Aim of the task: Write out the items again from the line with "crab walking leg -> outlines" to the end of the items, replacing "simplified" with "reduced" and keeping everything else the same.

Data shown:
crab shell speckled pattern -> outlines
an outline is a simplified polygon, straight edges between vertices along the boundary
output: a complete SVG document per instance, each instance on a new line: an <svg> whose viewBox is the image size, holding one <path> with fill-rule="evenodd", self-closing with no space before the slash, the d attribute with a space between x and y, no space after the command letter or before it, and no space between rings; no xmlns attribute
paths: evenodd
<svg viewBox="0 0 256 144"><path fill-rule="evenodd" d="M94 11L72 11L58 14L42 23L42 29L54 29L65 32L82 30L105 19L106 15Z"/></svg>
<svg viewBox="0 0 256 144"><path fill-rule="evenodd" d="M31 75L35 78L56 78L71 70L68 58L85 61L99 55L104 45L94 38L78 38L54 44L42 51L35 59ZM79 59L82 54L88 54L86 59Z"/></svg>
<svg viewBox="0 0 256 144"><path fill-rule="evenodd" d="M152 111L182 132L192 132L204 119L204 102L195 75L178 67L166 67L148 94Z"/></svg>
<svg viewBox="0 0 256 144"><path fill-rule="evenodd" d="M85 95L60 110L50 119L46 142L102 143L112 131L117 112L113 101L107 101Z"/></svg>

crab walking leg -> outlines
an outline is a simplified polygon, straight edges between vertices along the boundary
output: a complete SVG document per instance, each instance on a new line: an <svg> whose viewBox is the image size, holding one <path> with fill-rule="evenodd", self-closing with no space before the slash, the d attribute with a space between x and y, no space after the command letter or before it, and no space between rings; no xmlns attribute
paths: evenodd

Output for this task:
crab walking leg -> outlines
an outline is a reduced polygon, straight edges between vertices along the boundary
output: a complete SVG document per instance, each instance on a new line: an <svg> whose viewBox is the image size, holding one <path> with fill-rule="evenodd", self-closing with no space before the slash, the d attribute with a space between x and y, no space after the command letter or before it, and no space between rings; no xmlns attribute
paths: evenodd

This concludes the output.